BONNIE PINK(撮影=梁瀬玉実)

――今回のインタビューでは、「11年のあいだにBONNIE PINKに何があったのか」をテーマに話を伺いたいと思っています。順を追って聞かせていただければと思うんですけど、震災後の2012年にアルバム『Chasing Hope』をリリースされて、次の作品となる配信シングル『Spin Big』まで、まず3年2カ月空いていましたよね。

BONNIE PINK:『Chasing Hope』は震災の衝撃を受けて、誰かの力になったらいいなという想いで、被災した方のストーリーから感じたことなどをそのまま音に乗せたアルバムでした。2015年は20周年だったのでアニバーサリーライブをやったんですけど、そのあいだは父がガン闘病をしていたので、地元の京都まで頻繁に会いに帰ったり、何カ月か向こうにいたりして。だから、気持ち的にも、私生活があまり穏やかではなかったというか。

――2015年は9月に渋谷公会堂でデビュー20周年ライブ『20th Anniversary Live「Glorious Kitchen」』を開催、翌日に『Spin Big』をリリースされて、11月からは全国ツアーをやられています。

BONNIE PINK:「Spin Big」は「大回転」というような意味で、人生には何があるかわからないから大逆転もあるかもしれない、といったことを歌詞に書いたんです。そこには、父への想いも少し含んでいたんですよね。先行きが見えないなかで、どうやって自分を奮い立たせるかを考えながら書いた曲だったので、すごく明るい曲ではありつつも、今思えば、ちょっと空元気でもあったのかなって。新しいアルバム『Infinity』の1曲目でもあるんですけど、当時もアルバムの1曲目をイメージして書いたんです。だから、きっとその頃からアルバムを作り始めていたんだと思います。

――その後の2017年、お父さまが他界されて、娘さんをご出産されて。2016年は闘病と妊娠が重なっていらっしゃったのだろうと想像します。

BONNIE PINK:2015年に結婚して、子どもを作るとしたら年齢的にももうリミットで。私は「子どもがほしい」と思っていたので、アルバム制作に乗り出しながらも、実は妊活を並行してやっていたんです。でも、やっぱり妊活は片手間にできるものでもなくて。その時に、スタッフが「一度音楽活動を止めて、生活にフォーカスしてもいいんじゃない?」というふうに言ってくれて、「いいんですか?」と仕事を一旦ストップして。だけど、そうすることで「自分のキャリアはこれで終わりだ」とは思っていなかったですし、それまでの20年がっつり仕事をしていたので、「ちょっと休憩してもいいかな?」とも思って。子どもを授かれるまで(音楽活動を続けて)頑張りたいなと考えていたんですけど、何の保証もない世界なので不安もありつつ。

● 課題内容: インタビュー本文の「BONNIE PINK:20」を含む箇所から「い世界なので不安もありつつ。」までを、「スタッフ」を「マネージャー」に書き換えて示してください。 記録を参照する必要はありません。

● 提供データ:
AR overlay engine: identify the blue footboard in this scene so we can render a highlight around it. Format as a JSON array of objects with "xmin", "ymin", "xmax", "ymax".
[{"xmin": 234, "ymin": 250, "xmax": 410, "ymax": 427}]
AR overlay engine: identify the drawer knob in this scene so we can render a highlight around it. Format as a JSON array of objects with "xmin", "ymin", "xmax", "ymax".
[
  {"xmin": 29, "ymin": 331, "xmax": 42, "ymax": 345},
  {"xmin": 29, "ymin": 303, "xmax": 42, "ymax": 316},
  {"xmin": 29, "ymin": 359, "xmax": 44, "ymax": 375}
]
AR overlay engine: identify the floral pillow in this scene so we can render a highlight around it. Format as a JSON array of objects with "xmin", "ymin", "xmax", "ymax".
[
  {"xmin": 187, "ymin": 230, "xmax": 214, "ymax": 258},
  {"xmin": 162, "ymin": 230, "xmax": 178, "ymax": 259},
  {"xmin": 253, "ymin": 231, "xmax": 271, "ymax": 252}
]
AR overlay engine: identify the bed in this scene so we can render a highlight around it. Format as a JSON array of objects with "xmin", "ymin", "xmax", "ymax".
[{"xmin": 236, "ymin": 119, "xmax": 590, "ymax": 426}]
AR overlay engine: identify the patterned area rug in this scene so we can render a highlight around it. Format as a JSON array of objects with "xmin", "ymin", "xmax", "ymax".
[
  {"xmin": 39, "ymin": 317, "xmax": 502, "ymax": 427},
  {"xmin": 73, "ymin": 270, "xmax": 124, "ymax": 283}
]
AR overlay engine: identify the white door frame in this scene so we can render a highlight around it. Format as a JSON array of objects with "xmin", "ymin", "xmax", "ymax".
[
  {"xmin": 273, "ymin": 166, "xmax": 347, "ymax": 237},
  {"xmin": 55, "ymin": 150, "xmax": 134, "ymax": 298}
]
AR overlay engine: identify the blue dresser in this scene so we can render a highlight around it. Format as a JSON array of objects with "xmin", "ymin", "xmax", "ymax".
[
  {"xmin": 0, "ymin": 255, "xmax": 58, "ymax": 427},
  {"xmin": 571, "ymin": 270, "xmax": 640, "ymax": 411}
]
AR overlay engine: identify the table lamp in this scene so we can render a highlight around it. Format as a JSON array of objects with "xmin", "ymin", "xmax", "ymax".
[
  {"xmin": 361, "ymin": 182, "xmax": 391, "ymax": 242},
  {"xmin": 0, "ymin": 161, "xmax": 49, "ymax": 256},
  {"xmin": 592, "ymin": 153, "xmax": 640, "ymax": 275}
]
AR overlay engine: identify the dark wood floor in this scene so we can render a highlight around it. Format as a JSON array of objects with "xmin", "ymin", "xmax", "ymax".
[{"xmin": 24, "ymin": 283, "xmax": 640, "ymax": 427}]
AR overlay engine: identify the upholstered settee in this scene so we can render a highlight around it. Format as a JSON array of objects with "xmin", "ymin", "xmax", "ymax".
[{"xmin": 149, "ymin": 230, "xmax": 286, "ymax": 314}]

● 結果:
BONNIE PINK:2015年に結婚して、子どもを作るとしたら年齢的にももうリミットで。私は「子どもがほしい」と思っていたので、アルバム制作に乗り出しながらも、実は妊活を並行してやっていたんです。でも、やっぱり妊活は片手間にできるものでもなくて。その時に、マネージャーが「一度音楽活動を止めて、生活にフォーカスしてもいいんじゃない?」というふうに言ってくれて、「いいんですか?」と仕事を一旦ストップして。だけど、そうすることで「自分のキャリアはこれで終わりだ」とは思っていなかったですし、それまでの20年がっつり仕事をしていたので、「ちょっと休憩してもいいかな?」とも思って。子どもを授かれるまで(音楽活動を続けて)頑張りたいなと考えていたんですけど、何の保証もない世界なので不安もありつつ。